= PROBLEM DESCRIPTION =
Copy every line of the records below that holds the word "after".

(Stored entries)
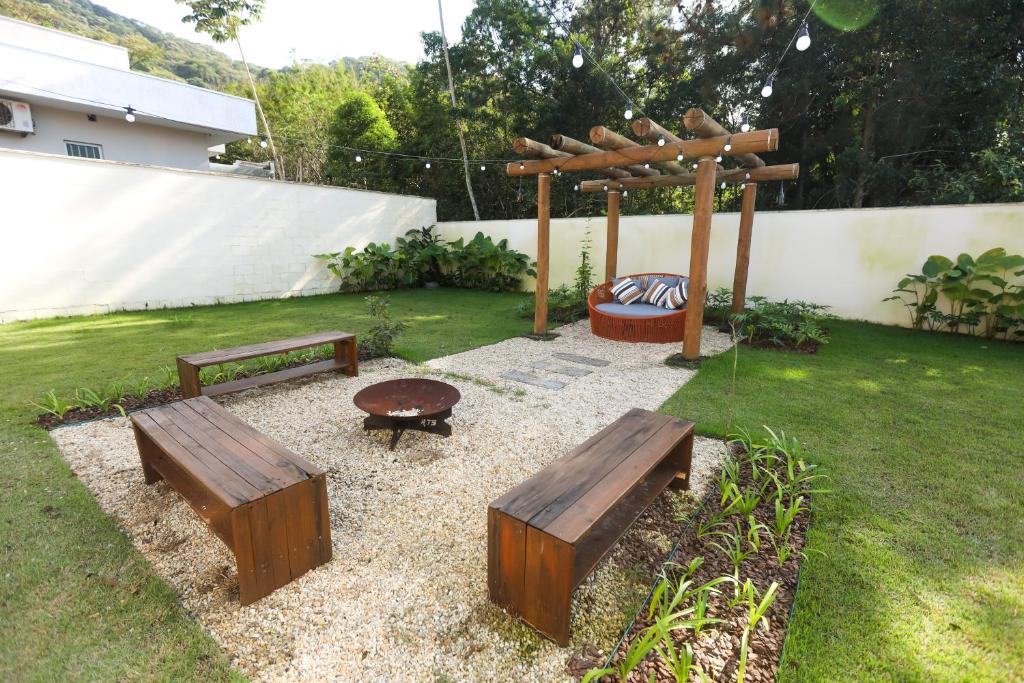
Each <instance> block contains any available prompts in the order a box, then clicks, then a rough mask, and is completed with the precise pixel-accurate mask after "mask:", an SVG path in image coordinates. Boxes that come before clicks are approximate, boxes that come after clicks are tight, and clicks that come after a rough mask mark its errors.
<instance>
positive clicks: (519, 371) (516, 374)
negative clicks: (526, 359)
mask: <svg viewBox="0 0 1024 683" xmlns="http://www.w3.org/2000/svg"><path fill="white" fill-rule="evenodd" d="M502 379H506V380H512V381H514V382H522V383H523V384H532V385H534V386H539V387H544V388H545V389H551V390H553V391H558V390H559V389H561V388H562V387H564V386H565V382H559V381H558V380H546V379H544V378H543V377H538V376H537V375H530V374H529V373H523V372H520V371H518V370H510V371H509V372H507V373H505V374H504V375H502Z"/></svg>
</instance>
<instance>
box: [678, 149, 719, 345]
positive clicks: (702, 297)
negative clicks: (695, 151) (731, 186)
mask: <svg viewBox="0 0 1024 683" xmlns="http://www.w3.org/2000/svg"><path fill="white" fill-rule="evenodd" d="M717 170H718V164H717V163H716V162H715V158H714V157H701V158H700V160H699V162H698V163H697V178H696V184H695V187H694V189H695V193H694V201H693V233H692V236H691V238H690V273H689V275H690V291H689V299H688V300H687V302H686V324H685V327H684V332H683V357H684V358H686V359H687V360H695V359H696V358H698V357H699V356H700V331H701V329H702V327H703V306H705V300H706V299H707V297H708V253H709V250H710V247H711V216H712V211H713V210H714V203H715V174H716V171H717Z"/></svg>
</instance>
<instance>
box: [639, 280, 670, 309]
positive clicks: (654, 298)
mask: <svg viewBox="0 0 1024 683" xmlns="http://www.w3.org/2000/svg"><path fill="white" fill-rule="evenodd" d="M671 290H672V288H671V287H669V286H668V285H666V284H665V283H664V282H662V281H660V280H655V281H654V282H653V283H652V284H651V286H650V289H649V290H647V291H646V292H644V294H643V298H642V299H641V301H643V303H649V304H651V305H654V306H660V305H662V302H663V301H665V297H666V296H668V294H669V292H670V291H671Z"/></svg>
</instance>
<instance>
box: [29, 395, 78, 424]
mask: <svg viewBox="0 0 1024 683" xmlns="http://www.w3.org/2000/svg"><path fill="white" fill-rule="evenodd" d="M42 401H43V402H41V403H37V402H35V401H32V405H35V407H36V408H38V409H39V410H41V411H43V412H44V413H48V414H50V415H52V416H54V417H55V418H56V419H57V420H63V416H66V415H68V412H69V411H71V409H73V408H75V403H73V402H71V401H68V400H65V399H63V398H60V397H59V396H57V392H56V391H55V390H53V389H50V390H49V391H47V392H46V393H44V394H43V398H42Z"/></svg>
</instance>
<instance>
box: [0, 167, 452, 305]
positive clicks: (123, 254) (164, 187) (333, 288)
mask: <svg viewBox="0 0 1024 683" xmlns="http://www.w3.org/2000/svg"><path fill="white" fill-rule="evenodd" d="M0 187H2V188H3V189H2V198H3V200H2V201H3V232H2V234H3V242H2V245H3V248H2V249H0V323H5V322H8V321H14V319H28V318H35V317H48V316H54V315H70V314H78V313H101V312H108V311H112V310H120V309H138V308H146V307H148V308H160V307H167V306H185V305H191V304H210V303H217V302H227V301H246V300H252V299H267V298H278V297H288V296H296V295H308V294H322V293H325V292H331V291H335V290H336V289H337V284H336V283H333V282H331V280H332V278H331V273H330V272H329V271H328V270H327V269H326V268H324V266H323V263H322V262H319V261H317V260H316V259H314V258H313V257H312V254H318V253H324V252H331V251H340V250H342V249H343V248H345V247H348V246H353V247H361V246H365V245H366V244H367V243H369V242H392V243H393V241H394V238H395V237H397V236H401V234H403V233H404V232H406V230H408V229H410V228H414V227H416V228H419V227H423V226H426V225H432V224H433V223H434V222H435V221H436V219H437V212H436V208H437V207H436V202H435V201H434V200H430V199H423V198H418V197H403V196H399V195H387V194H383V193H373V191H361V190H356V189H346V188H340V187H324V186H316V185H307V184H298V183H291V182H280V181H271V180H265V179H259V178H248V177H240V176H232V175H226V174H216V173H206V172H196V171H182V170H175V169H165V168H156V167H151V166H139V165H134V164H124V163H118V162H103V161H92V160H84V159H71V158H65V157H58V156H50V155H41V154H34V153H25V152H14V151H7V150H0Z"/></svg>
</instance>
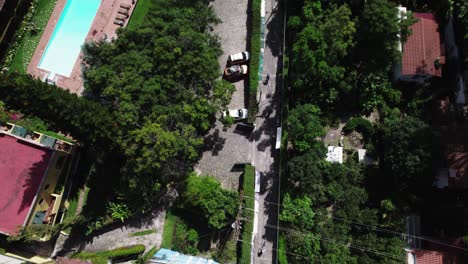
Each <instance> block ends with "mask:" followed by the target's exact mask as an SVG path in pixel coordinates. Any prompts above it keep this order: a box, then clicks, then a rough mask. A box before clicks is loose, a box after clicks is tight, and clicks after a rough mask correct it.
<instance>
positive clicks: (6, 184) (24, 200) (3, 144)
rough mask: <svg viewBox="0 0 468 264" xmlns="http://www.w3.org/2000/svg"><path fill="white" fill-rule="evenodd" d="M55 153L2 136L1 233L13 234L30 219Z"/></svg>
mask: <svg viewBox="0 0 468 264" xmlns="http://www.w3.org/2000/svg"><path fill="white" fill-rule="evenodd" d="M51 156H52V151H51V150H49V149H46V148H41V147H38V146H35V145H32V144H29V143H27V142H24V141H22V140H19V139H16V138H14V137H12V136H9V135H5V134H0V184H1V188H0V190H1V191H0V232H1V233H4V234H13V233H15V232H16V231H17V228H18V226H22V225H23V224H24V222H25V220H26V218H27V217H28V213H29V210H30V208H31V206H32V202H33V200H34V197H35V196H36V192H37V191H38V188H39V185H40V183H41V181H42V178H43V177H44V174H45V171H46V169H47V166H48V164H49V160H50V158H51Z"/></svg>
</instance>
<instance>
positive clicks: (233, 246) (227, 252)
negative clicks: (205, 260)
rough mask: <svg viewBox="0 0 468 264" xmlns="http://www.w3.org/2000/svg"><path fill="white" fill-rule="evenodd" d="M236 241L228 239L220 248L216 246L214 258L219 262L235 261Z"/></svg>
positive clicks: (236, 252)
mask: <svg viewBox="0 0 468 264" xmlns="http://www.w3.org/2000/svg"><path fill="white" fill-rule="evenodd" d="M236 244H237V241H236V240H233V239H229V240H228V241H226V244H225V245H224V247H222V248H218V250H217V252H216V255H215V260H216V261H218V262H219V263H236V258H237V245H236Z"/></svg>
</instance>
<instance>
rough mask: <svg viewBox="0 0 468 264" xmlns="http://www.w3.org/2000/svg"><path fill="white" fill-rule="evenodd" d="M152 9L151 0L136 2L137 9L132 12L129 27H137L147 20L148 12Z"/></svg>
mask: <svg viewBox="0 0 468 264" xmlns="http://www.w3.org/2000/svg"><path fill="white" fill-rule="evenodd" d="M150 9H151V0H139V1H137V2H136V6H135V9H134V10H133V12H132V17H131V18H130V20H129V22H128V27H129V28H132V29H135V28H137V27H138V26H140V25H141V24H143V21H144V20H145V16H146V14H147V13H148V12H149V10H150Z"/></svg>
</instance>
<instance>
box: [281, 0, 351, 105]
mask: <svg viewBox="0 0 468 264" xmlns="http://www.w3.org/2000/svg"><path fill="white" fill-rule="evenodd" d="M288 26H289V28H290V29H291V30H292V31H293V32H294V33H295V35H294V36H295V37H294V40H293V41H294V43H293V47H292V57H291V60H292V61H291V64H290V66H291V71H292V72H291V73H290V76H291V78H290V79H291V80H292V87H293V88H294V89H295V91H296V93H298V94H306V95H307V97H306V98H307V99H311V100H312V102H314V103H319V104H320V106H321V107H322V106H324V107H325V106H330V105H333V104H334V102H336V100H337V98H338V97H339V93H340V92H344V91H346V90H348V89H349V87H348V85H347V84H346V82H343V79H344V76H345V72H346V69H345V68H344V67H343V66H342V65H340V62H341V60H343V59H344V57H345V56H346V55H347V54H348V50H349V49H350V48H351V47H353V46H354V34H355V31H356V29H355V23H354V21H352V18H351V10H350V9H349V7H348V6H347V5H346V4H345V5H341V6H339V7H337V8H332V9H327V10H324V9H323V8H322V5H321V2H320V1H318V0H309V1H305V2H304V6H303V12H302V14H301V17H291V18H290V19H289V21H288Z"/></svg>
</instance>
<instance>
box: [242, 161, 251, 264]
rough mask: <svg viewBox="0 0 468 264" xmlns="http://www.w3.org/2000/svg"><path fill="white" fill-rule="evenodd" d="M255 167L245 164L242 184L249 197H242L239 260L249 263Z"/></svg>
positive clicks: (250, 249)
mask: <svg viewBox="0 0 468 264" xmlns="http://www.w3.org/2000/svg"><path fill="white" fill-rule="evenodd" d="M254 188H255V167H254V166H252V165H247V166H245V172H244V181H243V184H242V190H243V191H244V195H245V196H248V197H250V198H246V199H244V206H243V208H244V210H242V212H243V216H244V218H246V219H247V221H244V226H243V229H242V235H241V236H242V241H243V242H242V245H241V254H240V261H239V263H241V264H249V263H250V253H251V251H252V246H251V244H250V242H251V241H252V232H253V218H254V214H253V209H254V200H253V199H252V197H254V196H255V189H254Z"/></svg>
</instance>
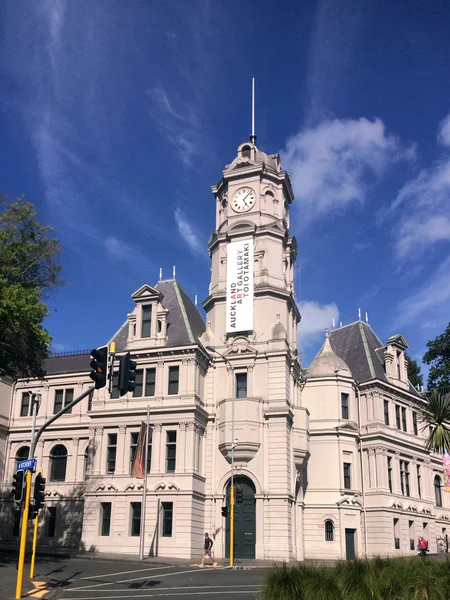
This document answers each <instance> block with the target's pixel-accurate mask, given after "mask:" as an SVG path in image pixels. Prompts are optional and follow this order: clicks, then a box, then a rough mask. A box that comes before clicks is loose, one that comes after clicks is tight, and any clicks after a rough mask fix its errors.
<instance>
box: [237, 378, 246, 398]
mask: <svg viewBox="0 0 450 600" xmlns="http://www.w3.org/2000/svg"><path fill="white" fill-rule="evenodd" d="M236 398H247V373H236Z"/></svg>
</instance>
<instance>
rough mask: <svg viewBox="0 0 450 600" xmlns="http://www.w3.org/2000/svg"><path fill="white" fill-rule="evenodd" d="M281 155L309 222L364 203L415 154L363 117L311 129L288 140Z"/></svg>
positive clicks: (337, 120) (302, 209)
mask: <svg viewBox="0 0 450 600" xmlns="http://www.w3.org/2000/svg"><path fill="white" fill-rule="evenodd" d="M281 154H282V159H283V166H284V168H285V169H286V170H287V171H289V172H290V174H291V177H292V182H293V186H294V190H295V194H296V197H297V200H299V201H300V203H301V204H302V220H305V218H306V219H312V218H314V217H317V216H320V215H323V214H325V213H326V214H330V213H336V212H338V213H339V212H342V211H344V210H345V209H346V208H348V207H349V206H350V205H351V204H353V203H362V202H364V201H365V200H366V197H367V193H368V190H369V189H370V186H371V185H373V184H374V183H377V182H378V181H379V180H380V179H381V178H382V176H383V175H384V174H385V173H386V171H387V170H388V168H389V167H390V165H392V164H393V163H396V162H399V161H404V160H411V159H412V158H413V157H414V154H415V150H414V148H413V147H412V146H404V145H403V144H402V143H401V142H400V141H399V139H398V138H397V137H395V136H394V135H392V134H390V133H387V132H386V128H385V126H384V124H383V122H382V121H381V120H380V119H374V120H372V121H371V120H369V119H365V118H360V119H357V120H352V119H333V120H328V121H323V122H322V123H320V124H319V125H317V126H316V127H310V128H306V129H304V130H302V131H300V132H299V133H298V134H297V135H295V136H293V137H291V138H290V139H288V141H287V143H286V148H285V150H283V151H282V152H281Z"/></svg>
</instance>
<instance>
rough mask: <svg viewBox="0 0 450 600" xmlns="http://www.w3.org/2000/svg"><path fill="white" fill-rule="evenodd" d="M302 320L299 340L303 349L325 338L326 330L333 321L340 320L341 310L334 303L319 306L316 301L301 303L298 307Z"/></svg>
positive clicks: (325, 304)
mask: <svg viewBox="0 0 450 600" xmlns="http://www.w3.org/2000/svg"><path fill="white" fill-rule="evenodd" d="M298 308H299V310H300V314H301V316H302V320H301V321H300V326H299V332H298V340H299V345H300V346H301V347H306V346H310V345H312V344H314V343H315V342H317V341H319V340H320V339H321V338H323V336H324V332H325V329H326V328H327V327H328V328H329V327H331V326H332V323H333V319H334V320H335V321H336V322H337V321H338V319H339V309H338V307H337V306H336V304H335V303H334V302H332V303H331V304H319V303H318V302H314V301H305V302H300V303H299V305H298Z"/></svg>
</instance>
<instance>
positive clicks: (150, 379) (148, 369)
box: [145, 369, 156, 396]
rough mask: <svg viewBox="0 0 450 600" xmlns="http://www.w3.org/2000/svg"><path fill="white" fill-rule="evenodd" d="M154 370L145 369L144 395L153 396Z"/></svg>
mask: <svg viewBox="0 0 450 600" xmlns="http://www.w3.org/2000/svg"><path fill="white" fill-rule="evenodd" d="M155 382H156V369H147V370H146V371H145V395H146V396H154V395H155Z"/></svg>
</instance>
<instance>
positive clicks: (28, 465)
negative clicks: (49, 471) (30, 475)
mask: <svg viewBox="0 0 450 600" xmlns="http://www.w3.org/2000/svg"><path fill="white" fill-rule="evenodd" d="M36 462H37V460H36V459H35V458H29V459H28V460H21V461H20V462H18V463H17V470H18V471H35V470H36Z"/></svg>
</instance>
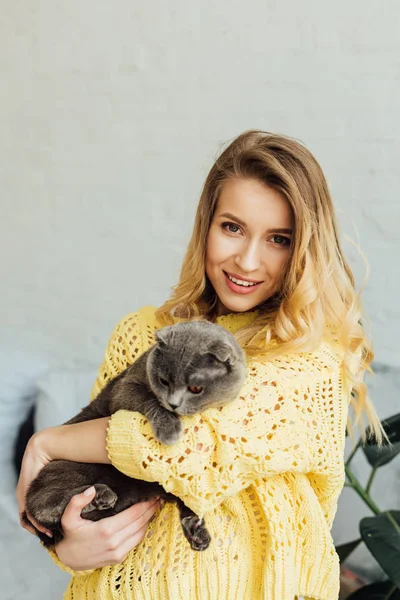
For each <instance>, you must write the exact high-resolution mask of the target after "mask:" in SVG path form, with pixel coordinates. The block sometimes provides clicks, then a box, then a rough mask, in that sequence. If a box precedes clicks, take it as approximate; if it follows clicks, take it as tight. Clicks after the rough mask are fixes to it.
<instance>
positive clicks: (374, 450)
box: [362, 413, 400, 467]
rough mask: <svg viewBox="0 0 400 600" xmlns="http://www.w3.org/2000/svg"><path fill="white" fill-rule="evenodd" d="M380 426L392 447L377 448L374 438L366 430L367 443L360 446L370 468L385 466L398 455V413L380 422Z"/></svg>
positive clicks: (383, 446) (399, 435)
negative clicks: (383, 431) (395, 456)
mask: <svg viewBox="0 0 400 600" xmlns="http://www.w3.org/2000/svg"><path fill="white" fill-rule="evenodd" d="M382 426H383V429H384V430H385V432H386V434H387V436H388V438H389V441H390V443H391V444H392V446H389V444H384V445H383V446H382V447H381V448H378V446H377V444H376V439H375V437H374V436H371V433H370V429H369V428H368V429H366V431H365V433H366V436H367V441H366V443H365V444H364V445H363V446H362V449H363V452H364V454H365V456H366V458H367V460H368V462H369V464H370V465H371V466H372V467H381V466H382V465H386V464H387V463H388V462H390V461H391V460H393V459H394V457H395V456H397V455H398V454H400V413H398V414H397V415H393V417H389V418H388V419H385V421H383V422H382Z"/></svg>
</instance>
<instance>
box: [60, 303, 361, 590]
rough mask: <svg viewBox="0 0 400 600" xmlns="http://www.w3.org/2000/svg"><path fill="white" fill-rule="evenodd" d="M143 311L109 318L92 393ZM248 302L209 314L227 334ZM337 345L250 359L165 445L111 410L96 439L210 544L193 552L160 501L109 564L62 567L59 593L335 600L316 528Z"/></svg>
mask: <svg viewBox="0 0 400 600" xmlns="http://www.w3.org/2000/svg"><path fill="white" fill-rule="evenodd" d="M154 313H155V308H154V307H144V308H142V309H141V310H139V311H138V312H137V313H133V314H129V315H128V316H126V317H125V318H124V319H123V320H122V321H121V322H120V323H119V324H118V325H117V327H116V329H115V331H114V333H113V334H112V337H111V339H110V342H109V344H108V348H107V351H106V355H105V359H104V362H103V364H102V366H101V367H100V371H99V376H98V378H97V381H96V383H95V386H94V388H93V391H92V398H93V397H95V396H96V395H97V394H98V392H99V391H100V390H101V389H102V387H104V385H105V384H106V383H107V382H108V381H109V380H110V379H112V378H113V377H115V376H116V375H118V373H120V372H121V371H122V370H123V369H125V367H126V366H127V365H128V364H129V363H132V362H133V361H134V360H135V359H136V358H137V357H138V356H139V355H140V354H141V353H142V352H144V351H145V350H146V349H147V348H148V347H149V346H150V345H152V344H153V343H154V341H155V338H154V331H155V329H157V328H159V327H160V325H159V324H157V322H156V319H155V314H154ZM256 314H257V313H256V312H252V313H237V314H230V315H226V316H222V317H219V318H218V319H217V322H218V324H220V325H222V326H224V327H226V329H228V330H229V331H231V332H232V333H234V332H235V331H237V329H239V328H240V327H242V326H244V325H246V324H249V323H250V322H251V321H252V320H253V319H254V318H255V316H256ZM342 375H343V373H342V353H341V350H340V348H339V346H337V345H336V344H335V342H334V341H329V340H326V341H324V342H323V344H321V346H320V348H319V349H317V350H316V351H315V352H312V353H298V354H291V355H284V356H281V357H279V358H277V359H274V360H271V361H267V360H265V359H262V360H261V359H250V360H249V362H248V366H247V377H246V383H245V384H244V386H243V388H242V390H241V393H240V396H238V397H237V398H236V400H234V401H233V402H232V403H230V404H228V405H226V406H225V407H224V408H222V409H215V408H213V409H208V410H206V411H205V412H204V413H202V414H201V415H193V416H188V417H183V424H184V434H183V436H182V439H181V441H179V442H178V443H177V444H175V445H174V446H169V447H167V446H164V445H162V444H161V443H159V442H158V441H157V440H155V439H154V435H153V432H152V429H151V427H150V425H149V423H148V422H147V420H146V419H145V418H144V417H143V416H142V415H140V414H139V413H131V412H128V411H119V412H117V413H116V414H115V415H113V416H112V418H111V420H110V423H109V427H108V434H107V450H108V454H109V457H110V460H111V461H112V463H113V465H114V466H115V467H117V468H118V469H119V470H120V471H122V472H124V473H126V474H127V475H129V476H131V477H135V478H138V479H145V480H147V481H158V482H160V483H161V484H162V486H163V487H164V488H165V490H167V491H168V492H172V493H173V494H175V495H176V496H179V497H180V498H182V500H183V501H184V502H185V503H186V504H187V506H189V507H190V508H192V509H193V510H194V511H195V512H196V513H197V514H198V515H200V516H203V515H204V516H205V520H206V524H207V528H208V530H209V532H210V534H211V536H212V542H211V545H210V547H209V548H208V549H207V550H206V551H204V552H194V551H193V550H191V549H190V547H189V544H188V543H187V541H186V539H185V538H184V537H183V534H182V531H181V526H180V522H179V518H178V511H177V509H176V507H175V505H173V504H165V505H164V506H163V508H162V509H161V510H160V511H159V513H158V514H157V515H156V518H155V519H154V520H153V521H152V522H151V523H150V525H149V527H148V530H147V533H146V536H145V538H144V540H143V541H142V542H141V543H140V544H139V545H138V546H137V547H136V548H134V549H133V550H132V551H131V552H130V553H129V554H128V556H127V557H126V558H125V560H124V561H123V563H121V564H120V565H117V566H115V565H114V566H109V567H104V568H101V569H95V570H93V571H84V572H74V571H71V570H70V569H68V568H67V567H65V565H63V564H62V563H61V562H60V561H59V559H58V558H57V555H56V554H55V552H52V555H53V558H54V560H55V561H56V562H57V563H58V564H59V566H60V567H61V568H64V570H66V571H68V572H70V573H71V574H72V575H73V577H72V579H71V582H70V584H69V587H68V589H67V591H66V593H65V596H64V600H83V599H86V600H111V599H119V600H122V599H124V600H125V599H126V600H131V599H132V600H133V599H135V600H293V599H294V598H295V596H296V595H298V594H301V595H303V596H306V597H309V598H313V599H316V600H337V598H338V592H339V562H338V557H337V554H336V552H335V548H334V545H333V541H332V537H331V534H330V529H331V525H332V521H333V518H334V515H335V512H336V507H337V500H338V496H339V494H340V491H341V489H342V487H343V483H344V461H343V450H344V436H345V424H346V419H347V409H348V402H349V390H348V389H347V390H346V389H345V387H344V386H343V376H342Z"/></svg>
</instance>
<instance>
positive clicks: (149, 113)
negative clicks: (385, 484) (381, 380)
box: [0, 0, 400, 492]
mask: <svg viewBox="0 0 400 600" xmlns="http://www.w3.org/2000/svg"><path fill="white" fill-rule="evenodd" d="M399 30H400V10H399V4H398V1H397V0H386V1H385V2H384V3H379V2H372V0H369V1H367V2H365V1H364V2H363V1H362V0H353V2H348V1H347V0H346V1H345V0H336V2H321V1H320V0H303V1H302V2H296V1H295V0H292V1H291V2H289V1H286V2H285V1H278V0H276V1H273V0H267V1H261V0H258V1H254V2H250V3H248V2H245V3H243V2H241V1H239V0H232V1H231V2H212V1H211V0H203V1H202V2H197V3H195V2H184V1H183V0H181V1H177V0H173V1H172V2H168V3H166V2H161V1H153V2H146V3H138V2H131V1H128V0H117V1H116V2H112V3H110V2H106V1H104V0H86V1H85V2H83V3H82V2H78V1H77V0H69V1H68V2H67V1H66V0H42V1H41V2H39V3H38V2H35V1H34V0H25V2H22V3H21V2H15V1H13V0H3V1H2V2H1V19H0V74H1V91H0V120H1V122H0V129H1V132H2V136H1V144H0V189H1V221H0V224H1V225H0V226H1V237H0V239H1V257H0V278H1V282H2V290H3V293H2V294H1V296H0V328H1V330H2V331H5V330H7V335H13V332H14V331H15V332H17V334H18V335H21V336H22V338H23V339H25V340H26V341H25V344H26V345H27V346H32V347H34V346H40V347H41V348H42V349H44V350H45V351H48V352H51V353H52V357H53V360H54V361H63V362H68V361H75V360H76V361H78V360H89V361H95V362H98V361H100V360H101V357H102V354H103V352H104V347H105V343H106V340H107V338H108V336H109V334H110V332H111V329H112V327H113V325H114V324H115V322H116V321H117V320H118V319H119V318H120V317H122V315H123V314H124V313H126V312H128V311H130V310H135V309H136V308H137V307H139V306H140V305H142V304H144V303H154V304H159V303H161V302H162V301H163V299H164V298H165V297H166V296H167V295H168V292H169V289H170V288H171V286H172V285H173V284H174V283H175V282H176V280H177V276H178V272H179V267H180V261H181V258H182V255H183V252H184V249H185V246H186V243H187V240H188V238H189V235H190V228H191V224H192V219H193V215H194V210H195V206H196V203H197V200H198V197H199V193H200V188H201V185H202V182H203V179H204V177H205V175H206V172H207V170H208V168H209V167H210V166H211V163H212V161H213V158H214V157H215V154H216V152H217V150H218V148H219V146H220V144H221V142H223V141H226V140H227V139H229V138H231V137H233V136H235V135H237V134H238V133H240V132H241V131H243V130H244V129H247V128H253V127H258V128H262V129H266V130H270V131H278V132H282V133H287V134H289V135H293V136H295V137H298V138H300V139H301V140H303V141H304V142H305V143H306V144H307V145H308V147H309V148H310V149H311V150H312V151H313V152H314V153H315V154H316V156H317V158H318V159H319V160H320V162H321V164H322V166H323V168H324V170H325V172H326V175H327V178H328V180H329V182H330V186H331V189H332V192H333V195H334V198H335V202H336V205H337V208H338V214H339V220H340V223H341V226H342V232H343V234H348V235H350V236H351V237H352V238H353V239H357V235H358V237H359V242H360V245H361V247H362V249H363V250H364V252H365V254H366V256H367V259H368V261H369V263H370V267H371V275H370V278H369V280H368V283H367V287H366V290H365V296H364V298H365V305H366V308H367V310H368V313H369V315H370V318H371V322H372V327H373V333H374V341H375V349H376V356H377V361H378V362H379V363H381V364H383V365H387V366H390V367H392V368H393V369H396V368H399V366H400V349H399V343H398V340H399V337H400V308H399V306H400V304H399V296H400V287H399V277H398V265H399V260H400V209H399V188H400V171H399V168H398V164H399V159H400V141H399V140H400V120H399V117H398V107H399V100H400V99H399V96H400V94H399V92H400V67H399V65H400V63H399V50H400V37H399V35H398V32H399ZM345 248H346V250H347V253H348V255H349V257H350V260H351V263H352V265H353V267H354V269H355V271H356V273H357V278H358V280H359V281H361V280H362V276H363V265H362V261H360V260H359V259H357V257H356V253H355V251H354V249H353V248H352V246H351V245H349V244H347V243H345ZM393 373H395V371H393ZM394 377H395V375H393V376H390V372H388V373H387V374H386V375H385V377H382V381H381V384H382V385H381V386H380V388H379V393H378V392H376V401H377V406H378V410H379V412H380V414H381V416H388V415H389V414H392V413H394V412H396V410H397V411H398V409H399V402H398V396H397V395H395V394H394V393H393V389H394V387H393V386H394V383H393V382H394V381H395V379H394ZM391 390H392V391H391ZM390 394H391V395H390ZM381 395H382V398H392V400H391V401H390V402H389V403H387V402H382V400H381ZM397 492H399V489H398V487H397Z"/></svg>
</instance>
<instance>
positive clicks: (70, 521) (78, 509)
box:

= RESPONSE TO THIS EXERCISE =
Each <instance> block contains any available prompts in the order a box, then clicks, then a rough mask, and is completed with the precise pixel-accurate mask after "mask:", an SVG path in image coordinates. Boxes that come before clicks are approximate, boxes that come after clicks are tight, and clicks that come after a rough mask mark its errors.
Each <instance> block ends with "mask:" followed by the target's exact mask as an SVG path in pixel coordinates. Any prompts above it keep this order: a box, then clicks, then a rough mask. A box before clicks is loose, a box after clicks is tight, and clicks after a rough mask correct it.
This document answers each <instance> block with the target's pixel-accurate mask, given after "mask:" as an SVG path in image pixels. Prompts are optional and follow this order: clicks, then a box, then a rough mask. A box that comes before clicks is loose, one that comes after clicks is tight, and any clicks after a rough mask fix its errors.
For each <instance>, you must write the exact high-resolution mask of the target after "mask:" in SVG path form, with pixel coordinates. The block sometimes provides clicks, then a box, then a rough mask, in that sequence. If a box precedes clicks, take it as approximate; if it follows clicks, take it as tight. Clicks after the rough mask are fixes to it.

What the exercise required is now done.